PAGE TEXT

And this incapacity for independent action, this moral
stupidity, this infirmity of the will, this unwillingness to cheerfully catch
hold and lift, are the things that put pure socialism so far into the future.
If men will not act for themselves, what will they do when the benefit of their
effort is for all? A first mate with knotted club seems necessary; and the
dread of getting "the bounce" Saturday night holds many a worker in
his place.
Advertise for a stenographer, and nine times out of ten
who apply can neither spell nor punctuate - and do not think it necessary to.
Can such a one write a letter to Garcia?
"You see that bookkeeper," said the foreman to
me in a large factory.
"Yes, what about him?"
"Well, he's a fine accountant, but if I'd send him
to town on an errand, he might accomplish the errand all right, and, on the
other hand, might stop at four saloons on the way, and when he got to Main
Street, would forget what he had been sent for."

OBJECTIVE
Quote the passage above on workers who won't act for themselves, word for word and in full.

INFORMATION PROVIDED

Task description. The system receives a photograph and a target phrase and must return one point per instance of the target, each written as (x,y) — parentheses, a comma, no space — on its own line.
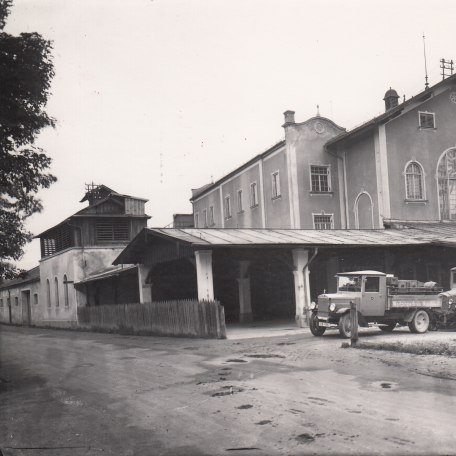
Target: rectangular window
(253,194)
(211,216)
(112,230)
(372,285)
(227,207)
(427,119)
(320,178)
(240,205)
(323,221)
(275,184)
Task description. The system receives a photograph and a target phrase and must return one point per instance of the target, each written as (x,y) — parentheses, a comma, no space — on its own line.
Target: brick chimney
(289,118)
(390,99)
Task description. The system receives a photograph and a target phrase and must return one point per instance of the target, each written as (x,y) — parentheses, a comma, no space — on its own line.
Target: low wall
(189,318)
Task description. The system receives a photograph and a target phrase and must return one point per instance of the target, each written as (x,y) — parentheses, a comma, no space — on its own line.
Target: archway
(364,215)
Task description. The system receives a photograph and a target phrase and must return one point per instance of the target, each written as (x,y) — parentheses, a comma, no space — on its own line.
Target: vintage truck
(383,300)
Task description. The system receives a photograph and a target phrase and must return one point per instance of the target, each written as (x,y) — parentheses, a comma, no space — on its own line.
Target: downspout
(311,259)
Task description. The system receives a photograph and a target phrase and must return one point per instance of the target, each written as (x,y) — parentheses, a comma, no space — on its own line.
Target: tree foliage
(26,71)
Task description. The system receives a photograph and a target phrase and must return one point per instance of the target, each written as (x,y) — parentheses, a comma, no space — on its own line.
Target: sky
(155,97)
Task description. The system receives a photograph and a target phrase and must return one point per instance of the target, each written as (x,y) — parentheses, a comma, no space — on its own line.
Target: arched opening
(364,216)
(65,290)
(446,177)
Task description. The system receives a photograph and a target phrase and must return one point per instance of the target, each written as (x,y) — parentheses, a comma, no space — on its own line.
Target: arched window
(48,292)
(364,211)
(65,290)
(56,283)
(414,181)
(446,176)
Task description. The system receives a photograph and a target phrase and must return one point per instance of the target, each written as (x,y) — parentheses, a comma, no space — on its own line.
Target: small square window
(320,178)
(427,120)
(211,215)
(323,221)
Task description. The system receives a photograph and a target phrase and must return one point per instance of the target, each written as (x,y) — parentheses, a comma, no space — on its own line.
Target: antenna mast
(426,84)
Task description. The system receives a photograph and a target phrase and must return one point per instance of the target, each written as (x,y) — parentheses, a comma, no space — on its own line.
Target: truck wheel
(388,328)
(345,326)
(315,328)
(420,322)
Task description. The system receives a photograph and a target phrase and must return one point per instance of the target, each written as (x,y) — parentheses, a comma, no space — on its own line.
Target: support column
(204,275)
(145,289)
(245,305)
(302,287)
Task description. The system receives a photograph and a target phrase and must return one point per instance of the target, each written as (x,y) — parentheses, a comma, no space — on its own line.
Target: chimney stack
(289,118)
(391,99)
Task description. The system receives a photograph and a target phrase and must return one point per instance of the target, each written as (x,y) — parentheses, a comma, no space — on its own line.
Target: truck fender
(408,317)
(343,310)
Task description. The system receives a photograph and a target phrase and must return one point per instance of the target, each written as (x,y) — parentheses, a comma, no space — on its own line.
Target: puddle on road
(385,385)
(265,356)
(305,438)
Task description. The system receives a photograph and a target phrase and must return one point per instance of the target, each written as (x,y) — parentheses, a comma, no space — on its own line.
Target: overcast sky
(155,97)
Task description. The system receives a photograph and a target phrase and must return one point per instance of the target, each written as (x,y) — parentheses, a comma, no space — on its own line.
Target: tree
(26,71)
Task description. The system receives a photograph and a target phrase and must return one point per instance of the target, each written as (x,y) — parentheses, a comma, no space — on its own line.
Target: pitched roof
(366,126)
(196,192)
(32,275)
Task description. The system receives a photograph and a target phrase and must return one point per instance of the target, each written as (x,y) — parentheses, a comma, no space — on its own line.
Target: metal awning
(214,238)
(108,273)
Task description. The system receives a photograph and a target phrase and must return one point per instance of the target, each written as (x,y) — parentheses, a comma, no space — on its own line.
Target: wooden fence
(189,318)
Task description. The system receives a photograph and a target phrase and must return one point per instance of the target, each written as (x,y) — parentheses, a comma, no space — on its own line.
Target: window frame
(56,292)
(48,293)
(211,216)
(240,200)
(227,209)
(275,184)
(406,174)
(66,296)
(328,176)
(322,214)
(420,125)
(254,194)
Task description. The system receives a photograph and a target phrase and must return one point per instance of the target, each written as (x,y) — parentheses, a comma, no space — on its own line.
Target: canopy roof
(215,238)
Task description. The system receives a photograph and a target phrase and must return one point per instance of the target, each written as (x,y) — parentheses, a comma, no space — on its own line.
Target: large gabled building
(398,166)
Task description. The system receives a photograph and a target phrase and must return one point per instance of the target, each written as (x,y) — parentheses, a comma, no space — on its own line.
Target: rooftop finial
(426,84)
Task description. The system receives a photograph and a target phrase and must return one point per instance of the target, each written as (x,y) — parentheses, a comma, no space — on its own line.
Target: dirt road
(73,393)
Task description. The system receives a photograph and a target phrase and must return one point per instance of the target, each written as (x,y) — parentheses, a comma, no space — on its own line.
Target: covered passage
(263,274)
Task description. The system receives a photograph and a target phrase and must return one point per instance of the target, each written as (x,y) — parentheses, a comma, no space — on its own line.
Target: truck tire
(420,322)
(388,328)
(315,328)
(345,326)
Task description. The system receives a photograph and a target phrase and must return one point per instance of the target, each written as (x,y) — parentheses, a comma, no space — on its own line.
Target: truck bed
(401,301)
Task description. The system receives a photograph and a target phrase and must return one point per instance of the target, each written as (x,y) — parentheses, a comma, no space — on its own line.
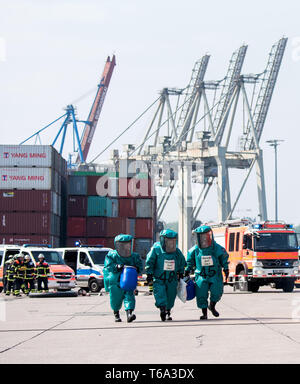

WRITTEN RESPONSE
And this incapacity for independent action, this moral
stupidity, this infirmity of the will, this unwillingness to cheerfully catch
hold and lift, are the things that put pure socialism so far into the future.
If men will not act for themselves, what will they do when the benefit of their
effort is for all? A first mate with knotted club seems necessary; and the
dread of getting "the bounce" Saturday night holds many a worker in
his place.
Advertise for a stenographer, and nine times out of ten
who apply can neither spell nor punctuate - and do not think it necessary to.
Can such a one write a letter to Garcia?
"You see that bookkeeper," said the foreman to
me in a large factory.
"Yes, what about him?"
"Well, he's a fine accountant, but if I'd send him
to town on an errand, he might accomplish the errand all right, and, on the
other hand, might stop at four saloons on the way, and when he got to Main
Street, would forget what he had been sent for."